(Task objective): Return every line of the data below word for word, including the punctuation.

..............................

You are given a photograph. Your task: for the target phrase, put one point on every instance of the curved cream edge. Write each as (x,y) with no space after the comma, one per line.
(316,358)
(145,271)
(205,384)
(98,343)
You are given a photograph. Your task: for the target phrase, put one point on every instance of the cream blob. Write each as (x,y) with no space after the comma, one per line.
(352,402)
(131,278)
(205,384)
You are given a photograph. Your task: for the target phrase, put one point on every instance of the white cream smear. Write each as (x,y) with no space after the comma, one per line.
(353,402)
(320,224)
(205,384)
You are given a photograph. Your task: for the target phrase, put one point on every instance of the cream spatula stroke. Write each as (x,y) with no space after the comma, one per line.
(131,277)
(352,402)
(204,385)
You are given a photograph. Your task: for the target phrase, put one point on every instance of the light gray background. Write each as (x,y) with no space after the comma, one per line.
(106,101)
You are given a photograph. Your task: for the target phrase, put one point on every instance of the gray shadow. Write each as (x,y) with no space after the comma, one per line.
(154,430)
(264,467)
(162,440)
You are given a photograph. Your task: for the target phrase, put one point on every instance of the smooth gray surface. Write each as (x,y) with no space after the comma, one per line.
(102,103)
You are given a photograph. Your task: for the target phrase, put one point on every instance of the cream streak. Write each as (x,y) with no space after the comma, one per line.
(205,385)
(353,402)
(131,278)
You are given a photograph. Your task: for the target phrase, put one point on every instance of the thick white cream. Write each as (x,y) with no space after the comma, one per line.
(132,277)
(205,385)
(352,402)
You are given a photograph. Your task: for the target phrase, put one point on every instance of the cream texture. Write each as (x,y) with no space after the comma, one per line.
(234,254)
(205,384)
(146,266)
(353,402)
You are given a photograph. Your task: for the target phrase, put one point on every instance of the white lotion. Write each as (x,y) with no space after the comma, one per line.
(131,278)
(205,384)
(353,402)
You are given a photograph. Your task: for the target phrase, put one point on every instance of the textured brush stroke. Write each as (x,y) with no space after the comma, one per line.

..............................

(Result below):
You are given a photograph. Your task: for the target phrase, put one point on every instance of the curved cream edge. Write each as (x,y) with no space after the comma, one per line.
(316,358)
(145,271)
(205,384)
(98,343)
You are given a photograph. Your task: for the target phrase, put one point on every instance of the cream blob. Write each as (x,y) with no space after the comma, one per line.
(352,402)
(131,278)
(205,384)
You are given a photograph. Your task: for the target phrase, put one point on every instance of the white cream smear. Write each as (x,y) with no space after the comma, one per line.
(353,402)
(320,224)
(205,384)
You are given a photograph. Your task: for the target phrase, put one point on every instance of the cream spatula stroke. Write each as (x,y) with no space after the comma, one per line.
(131,277)
(352,402)
(204,385)
You are given a photograph. Your task: for the target phrase, put one point on every instance of the light gray background. Write each as (x,y) with no space after the comma, one per line.
(106,101)
You are given a photograph. Your task: for the target phrase, put one point on every instance of the gray shadow. Write each as (x,y) with no space after the comma, one per line.
(154,430)
(264,467)
(162,440)
You are given a photograph. Your task: for the target phrase, put one point on every instance of the smooth gray surface. Write each as (x,y) with no space after the comma, one per line.
(102,103)
You are given a photograph. Your task: for the target phrase, put one point on every instance of the cream streak. Write each as (x,y) with no space after the comma, one per line.
(205,385)
(353,402)
(131,278)
You are given a photograph. Your task: for the target phrase, put one point on every instance of the thick white cream. Write each as (x,y) with no space after the comma, one per line.
(132,277)
(205,385)
(352,402)
You are given a photograph. Your task: for the target phrase, put one point on every instance of the cream texture. Write each as (x,y) with no space after the comma, one per line.
(234,254)
(205,384)
(146,266)
(353,402)
You are given a photograph. Your task: for the target phrase, put one point on every instance of the white lotion. Write each as (x,y) with no space after the comma, one per line.
(131,278)
(205,384)
(353,402)
You are given a photograph. Your task: for the target phrase, put one point on every instance of the textured brush stroke. Write each as (x,y) with no space after the comma, one per line.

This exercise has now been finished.